Although we don’t have such a well-established cultural 
convention for praising sound engineers and record 
producers as we do for visual artists, we all recognize Kind 
Of Blue as being a good recording as well as a good 
performance. It has a clarity and an unreal stillness that 
wouldn’t be possible in a live performance - and of course 
the audio experience is different through speakers than it 
would be in a concert hall. In short, just as we’re very 
rarely ‘fooled’ by a film into thinking we’re witnessing the 
reality of what is represented, we also recognize recorded 
music for what it is - and we can appreciate the qualities 
of a schematic representation of a musical performance as 
much as we appreciate film making, painting and 
photography. 

2. SONIC CARTOONS & SEMANTIC AUDIO 

Waves’ Tony Maserati Signature Series plug-ins provide 
controls with labels such as ‘thump’ and ‘snap’. This 
reflects a more universal problem of communication that 
recording and mix engineers face [9] - the use of non- 
technical and metaphorical language in discussions with 
musicians. The term semantic audio, particularly within 
AES circles, more commonly relates to research that 
works in the opposite direction - of extracting features and 
meaning from the raw data of audio files. However, the 
question of what kinds of sonic features would we expect 
when someone uses a semantic descriptor such as ‘heavy’, 
‘fat’ or indeed ‘thump’ is equally interesting. 

By exploring invariant properties and their affordances 
for interpretation, we aim to explore how controls with 
semantic descriptors that map onto a range of potential 
parameters (and multiple channels of audio) can be 
developed. While current examples, such as those released 
by Waves, are based on modeling signature processing 
techniques associated with well-known individuals, our 
aim is to explore more general processing techniques and 
the possibility that the affordance of a particular semantic 
descriptor might be achieved in a variety of different 
ways.

[Collected data]
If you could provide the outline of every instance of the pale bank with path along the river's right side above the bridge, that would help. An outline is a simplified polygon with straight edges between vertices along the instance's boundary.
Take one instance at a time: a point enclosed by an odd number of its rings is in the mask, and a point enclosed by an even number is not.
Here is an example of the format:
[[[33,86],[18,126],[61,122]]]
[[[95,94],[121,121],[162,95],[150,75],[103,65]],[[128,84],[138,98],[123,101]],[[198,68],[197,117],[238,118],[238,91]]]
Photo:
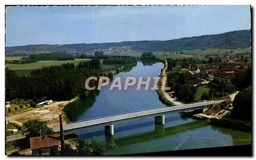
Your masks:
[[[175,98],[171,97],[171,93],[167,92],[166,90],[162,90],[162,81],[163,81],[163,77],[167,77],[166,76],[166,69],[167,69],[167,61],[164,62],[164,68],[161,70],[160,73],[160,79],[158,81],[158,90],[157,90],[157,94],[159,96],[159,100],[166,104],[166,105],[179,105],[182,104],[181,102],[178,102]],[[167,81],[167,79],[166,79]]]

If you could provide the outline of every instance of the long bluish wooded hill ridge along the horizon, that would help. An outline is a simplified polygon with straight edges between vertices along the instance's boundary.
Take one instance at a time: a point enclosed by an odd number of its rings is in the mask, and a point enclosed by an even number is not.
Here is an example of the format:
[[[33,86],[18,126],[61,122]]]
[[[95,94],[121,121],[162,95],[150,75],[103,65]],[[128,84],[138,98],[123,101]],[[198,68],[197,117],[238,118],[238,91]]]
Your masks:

ACTIVITY LIST:
a - In the excerpt on semantic audio, what labels do the controls on Waves' Tony Maserati Signature Series plug-ins carry?
b - Write out the part of the excerpt on semantic audio starting at "Waves’ Tony Maserati" and ending at "is equally interesting.".

TASK-BY-TASK RESULTS:
a - They carry labels such as 'thump' and 'snap'.

b -
Waves’ Tony Maserati Signature Series plug-ins provide 
controls with labels such as ‘thump’ and ‘snap’. This 
reflects a more universal problem of communication that 
recording and mix engineers face [9] - the use of non- 
technical and metaphorical language in discussions with 
musicians. The term semantic audio, particularly within 
AES circles, more commonly relates to research that 
works in the opposite direction - of extracting features and 
meaning from the raw data of audio files. However, the 
question of what kinds of sonic features would we expect 
when someone uses a semantic descriptor such as ‘heavy’, 
‘fat’ or indeed ‘thump’ is equally interesting.